==== Document extract ====
The second full-fledged role for the mature Bugs, Chuck Jones' Elmer's Pet Rabbit
(1941), is the first to use Bugs' name on-screen: it appears in a title
card, "featuring Bugs Bunny," at the start of the film (which was
edited in following the success of A Wild Hare). However, Bugs'
voice and personality in this cartoon is noticeably different, and his
design was slightly altered as well; Bugs' visual design is based on the
prototype rabbit in Candid Camera, but with yellow gloves and no
buck teeth, has a lower-pitched voice and a more aggressive, arrogant
and thuggish personality. After Pet Rabbit, however, subsequent Bugs appearances returned to normal: the Wild Hare visual design returned, and Blanc re-used the Wild Hare voice characterization. The Wild Hare personality also returned as well. Hiawatha's Rabbit Hunt (1941), directed by Friz Freleng, became the second Bugs Bunny cartoon to receive an Academy Award nomination. The fact that it didn't win the award was later spoofed somewhat in What's Cookin' Doc? (1944), in which Bugs demands a recount (claiming to be a victim of "sa-bo-TAH-gee") after losing the Oscar to Jimmy Cagney and presents a clip from Hiawatha's Rabbit Hunt to prove his point.
By 1942, Bugs had become the number one star of Merrie Melodies.
The series was originally intended only for one-shot characters in
films after several early attempts to introduce characters (Foxy, Goopy Geer and Piggy) failed under Harman–Ising. By the mid-1930s, under Leon Schlesinger, Merrie Melodies started introducing newer characters. Bugs Bunny Gets the Boid (1942) shows a slight redesign of Bugs, with less-prominent front teeth and a rounder head. The character was reworked by Robert McKimson,
then an animator in Clampett's unit. The redesign at first was only
used in the films created by Clampett's unit, but in time it would be
taken up by the other directors, with Freleng and Frank Tashlin
the first. When McKimson was himself promoted to director, he created
yet another version, with more slanted eyes, longer teeth and a much
larger mouth. He used this version until 1949 (as did Art Davis
for the one Bugs Bunny film he directed) when he started using the
version he had designed for Clampett. Jones would come up with his own
slight modification, and the voice had slight variations between the
units. Bugs also made cameos in Avery's final Warner Bros. cartoon, Crazy Cruise.
==== Data shown ====
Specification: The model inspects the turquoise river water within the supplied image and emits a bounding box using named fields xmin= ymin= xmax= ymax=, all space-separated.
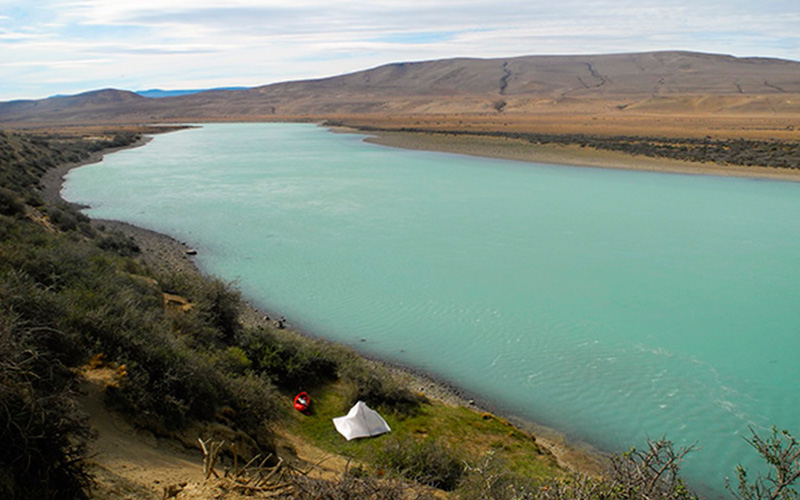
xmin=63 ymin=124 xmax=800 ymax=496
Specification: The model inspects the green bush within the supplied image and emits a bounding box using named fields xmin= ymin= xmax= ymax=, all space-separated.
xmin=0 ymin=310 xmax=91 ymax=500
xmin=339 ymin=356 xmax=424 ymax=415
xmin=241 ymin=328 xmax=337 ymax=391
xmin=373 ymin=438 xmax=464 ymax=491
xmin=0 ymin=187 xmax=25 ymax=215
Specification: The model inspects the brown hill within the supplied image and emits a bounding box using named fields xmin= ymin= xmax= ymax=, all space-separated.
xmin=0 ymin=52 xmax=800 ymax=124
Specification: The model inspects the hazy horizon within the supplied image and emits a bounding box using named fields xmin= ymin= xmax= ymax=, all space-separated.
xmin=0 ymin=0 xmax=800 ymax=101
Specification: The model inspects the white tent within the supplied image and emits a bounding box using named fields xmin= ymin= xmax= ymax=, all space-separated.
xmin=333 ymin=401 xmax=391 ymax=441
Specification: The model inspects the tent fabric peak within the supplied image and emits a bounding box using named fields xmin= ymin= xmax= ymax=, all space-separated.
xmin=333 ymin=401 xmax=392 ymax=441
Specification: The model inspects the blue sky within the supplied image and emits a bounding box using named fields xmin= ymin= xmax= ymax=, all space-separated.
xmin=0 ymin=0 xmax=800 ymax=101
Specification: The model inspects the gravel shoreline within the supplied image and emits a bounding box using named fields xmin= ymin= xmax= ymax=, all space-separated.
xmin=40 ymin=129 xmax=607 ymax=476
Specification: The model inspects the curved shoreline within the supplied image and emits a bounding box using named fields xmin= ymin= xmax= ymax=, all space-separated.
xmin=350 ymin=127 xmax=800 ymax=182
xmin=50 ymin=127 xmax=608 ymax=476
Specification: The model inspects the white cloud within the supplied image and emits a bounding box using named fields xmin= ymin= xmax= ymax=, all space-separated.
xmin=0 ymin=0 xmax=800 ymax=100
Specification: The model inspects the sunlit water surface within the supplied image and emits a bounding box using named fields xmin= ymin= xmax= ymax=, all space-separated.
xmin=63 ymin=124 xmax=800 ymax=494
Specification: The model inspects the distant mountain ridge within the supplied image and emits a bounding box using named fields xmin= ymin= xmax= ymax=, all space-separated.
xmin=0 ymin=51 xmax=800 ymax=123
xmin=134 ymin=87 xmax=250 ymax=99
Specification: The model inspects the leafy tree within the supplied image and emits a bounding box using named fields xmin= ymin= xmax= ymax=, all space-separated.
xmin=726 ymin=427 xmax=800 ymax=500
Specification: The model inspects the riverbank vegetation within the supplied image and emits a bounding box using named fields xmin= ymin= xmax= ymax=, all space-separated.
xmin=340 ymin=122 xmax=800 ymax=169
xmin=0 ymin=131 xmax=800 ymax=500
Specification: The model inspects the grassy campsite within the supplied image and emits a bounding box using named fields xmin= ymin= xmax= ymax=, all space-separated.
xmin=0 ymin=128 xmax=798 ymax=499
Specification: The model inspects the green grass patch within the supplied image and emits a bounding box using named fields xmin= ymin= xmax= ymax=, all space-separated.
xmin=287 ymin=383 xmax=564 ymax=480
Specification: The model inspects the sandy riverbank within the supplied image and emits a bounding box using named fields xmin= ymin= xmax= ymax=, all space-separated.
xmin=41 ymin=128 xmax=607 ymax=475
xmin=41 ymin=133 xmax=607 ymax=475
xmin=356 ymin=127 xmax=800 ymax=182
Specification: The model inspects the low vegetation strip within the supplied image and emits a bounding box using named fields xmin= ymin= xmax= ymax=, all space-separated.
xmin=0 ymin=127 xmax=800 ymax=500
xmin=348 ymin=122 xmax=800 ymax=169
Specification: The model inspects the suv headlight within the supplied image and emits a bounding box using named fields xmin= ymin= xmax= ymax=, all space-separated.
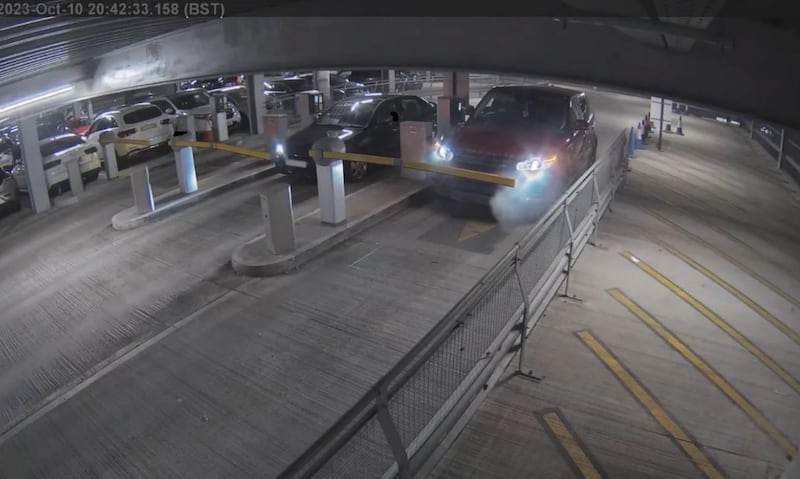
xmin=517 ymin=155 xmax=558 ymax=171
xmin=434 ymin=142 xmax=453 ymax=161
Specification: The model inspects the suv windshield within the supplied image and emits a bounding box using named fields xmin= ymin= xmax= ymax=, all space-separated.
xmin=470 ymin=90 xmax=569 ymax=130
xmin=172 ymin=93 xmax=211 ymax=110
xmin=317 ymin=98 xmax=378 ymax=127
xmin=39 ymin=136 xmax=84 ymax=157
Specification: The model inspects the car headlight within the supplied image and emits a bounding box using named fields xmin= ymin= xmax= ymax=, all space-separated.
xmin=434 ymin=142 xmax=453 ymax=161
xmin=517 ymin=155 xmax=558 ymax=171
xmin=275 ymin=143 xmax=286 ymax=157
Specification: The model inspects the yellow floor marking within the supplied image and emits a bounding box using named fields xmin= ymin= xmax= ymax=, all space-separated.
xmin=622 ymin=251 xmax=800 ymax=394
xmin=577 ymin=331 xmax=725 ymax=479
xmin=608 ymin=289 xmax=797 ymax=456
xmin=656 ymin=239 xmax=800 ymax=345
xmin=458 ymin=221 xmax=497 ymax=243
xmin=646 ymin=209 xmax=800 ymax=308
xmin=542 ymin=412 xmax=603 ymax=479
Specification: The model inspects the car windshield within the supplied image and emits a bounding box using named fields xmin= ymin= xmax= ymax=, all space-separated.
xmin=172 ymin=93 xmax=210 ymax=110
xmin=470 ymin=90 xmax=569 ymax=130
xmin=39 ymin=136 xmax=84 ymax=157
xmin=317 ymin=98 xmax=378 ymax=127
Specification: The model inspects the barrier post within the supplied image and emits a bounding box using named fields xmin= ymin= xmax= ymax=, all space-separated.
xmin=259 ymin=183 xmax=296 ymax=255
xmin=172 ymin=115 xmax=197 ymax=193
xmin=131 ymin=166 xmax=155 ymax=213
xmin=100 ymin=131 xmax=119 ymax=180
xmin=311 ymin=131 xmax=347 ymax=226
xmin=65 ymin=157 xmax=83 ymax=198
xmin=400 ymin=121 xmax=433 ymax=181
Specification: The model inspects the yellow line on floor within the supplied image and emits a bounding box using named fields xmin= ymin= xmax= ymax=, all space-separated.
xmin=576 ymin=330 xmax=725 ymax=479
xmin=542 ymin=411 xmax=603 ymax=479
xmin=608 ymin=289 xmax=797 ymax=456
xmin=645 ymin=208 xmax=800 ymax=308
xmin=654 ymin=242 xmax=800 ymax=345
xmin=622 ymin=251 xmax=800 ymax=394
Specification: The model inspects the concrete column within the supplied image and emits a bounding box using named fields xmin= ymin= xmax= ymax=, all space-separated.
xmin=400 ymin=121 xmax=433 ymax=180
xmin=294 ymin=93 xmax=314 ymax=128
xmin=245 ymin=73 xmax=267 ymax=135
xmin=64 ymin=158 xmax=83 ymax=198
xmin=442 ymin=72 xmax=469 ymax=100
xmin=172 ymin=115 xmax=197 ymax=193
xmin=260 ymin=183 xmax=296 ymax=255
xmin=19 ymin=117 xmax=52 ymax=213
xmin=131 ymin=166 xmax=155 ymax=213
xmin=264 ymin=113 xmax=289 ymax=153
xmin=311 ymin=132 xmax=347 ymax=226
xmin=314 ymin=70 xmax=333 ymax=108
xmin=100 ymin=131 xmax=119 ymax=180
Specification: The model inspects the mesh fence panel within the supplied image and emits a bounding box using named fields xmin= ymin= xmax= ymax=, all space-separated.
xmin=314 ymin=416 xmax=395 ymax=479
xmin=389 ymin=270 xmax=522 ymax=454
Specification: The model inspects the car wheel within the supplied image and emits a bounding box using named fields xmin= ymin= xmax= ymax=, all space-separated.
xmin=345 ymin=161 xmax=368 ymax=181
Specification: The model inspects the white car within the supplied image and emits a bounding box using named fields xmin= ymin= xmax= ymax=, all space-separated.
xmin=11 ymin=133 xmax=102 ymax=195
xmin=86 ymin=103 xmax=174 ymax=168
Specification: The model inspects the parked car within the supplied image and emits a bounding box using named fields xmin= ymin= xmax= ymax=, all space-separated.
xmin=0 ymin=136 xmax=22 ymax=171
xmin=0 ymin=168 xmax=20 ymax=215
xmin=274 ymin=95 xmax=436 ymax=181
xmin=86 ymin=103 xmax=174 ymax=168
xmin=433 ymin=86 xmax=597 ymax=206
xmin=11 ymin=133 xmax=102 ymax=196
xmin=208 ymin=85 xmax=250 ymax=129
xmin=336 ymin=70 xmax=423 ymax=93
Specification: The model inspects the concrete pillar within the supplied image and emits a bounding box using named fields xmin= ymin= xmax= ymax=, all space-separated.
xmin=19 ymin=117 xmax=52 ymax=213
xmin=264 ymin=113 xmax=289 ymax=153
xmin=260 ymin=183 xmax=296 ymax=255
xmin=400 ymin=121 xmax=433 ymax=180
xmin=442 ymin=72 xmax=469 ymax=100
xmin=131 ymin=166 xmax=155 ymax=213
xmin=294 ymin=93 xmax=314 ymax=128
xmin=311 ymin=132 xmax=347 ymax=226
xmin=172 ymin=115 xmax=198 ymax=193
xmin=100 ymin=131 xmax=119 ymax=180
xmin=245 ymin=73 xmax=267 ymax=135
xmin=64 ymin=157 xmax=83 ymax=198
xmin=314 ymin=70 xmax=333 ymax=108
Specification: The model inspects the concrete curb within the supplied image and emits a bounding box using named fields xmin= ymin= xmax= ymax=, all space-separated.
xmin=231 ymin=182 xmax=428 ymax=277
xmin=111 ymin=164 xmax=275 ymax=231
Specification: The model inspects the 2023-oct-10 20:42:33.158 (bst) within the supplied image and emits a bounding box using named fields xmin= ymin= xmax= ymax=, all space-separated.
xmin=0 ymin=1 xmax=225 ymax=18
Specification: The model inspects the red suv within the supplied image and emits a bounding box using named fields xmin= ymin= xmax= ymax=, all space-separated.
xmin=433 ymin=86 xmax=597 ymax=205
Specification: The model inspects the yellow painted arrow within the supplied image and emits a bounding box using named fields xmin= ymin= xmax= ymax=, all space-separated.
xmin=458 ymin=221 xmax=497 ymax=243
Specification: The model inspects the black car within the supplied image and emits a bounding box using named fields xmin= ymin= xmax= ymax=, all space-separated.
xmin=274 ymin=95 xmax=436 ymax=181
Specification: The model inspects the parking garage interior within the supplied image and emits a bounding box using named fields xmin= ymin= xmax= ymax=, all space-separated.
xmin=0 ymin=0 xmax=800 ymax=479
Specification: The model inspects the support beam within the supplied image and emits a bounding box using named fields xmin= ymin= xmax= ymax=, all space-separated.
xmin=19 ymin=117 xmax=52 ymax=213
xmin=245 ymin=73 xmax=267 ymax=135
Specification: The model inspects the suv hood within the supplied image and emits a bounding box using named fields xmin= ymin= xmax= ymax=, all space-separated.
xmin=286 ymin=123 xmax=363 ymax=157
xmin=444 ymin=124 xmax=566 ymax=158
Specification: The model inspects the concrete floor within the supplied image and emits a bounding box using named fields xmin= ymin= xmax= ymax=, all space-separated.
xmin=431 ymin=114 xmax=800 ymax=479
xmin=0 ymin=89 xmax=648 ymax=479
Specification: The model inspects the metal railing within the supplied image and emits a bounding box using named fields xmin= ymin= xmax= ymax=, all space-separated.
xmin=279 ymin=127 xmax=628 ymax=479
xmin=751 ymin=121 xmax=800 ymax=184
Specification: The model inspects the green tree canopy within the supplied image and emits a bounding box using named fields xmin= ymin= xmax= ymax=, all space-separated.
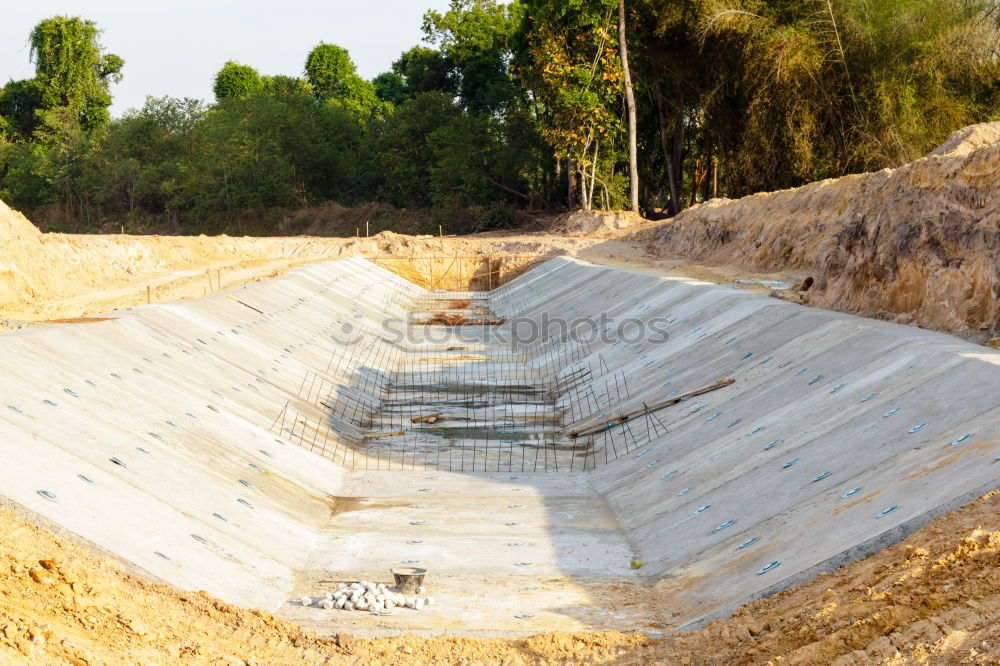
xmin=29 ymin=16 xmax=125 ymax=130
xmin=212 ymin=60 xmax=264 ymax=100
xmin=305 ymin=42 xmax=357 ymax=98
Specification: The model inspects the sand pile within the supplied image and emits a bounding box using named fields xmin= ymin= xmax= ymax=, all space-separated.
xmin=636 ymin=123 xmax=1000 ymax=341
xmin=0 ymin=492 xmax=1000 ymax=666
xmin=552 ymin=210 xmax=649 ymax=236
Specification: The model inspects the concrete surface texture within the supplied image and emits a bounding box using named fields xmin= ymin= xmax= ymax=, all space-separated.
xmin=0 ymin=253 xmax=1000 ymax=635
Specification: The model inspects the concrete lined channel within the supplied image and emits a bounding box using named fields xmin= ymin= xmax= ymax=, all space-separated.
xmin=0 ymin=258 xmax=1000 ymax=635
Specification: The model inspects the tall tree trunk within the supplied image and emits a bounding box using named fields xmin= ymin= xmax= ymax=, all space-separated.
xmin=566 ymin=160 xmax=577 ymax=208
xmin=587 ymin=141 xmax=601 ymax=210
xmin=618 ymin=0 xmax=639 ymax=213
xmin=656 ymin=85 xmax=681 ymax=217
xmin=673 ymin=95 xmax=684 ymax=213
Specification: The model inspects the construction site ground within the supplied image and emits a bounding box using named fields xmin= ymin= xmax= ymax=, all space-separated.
====
_Exercise A_:
Copy the listing starting at the line that contains "Specification: The model inspects the green tree" and ending at the last line of the listing, leaving out the pictures.
_Exercise B_:
Continue the text about Bugs Bunny's early cartoons from where it stops.

_Expected output A_:
Specification: The model inspects the green tree canopy within the supplied image and emits a bounding box using named fields xmin= ymin= xmax= ymax=, all space-separated.
xmin=29 ymin=16 xmax=125 ymax=130
xmin=212 ymin=60 xmax=264 ymax=100
xmin=305 ymin=42 xmax=357 ymax=98
Specification: The model inspects the sand pile within the supplied image and emits a bounding box using named fields xmin= ymin= xmax= ymax=, all space-separated.
xmin=636 ymin=123 xmax=1000 ymax=341
xmin=0 ymin=492 xmax=1000 ymax=666
xmin=552 ymin=210 xmax=649 ymax=236
Specification: The model inspects the concrete surface texture within the supplied image and emits a bounding box using named fields xmin= ymin= xmax= ymax=, all space-separated.
xmin=0 ymin=253 xmax=1000 ymax=635
Specification: The model inspects the concrete lined channel within the supplied image and emits a bounding box using named fields xmin= ymin= xmax= ymax=, all space-separated.
xmin=0 ymin=258 xmax=1000 ymax=635
Specification: The model inspects the tall tree trunk within the supplied image and emits a bounding box using named fields xmin= ymin= xmax= ymax=, all space-separated.
xmin=566 ymin=160 xmax=577 ymax=208
xmin=587 ymin=141 xmax=601 ymax=210
xmin=618 ymin=0 xmax=639 ymax=213
xmin=656 ymin=85 xmax=681 ymax=217
xmin=673 ymin=95 xmax=684 ymax=213
Specification: The model inspects the construction site ground within the supplied image and emits a bounding box using named fields xmin= ymin= xmax= ymax=, all space-separated.

_Expected output B_:
Since Bugs' debut in A Wild Hare, he appeared only in color Merrie Melodies
films (making him one of the few recurring characters created for that
series in the Schlesinger era prior to the full conversion to color),
alongside Elmer predecessor Egghead, Inki, Sniffles, and Elmer himself. While Bugs made a cameo in Porky Pig's Feat (1943), this was his only appearance in a black-and-white Looney Tunes film. He did not star in a Looney Tunes film until that series made its complete conversion to only color cartoons beginning in 1944. Buckaroo Bugs was Bugs' first film in the Looney Tunes
series, and was also the last Warner Bros. cartoon to credit
Schlesinger (as he had retired and sold his studio to Warner Bros. that
year).
Bugs' popularity soared during World War II
because of his free and easy attitude, and he began receiving special
star billing in his cartoons by 1943. By that time Warner Bros. had
become the most profitable cartoon studio in the United States. In company with cartoon studios such as Disney and Famous Studios, Warners pitted its characters against Adolf Hitler, Benito Mussolini, and the Japanese. Bugs Bunny Nips the Nips
(1944) features Bugs at odds with a group of Japanese soldiers. This
cartoon has since been pulled from distribution due to its racial
stereotypes of Japanese people. He also faces off against Hermann Göring and Hitler in Herr Meets Hare (1945), which introduced
In 1944, Bugs Bunny made a cameo appearance in Jasper Goes Hunting, a Puppetoons film produced by rival studio Paramount Pictures.
In this cameo (animated by McKimson, with Blanc providing the usual
voice), Bugs (after being threatened at gunpoint) pops out of a rabbit
hole, saying his usual catchphrase; after hearing the orchestra play the
wrong theme song, he realizes "Hey, I'm in the wrong picture!" and then
goes back in the hole. Bugs also made a cameo in the Private Snafu short Gas, in which he is found stowed away in the titular private's belongings; his only spoken line is his usual catchphrase.
After World War II, Bugs continued to appear in numerous Warner Bros. cartoons, making his last "Golden Age" appearance in False Hare
(1964). He starred in over 167 theatrical short films, most of which
were directed by Friz Freleng, Robert McKimson and Chuck Jones.
Freleng's Knighty Knight Bugs (1958), in which a medieval Bugs trades blows with Yosemite Sam and his fire-breathing dragon (which has a cold), won an Academy Award for Best Cartoon Short Subject (becoming the first Bugs Bunny cartoon to win said award). Three of Jones' films — Rabbit Fire, Rabbit Seasoning, and Duck! Rabbit, Duck!
— compose what is often referred to as the "Rabbit Season/Duck Season"
trilogy and are famous for originating the "historic" rivalry between
Bugs and Daffy Duck. Jones' classic What's Opera, Doc? (1957), casts Bugs and Elmer Fudd in a parody of Richard Wagner's Der Ring des Nibelungen. It was deemed "culturally significant" by the United States Library of Congress and selected for preservation in the National Film Registry in 1992, becoming the first cartoon short to receive this honor.
In the fall of 1960, ABC debuted the prime-time television program The Bugs Bunny Show.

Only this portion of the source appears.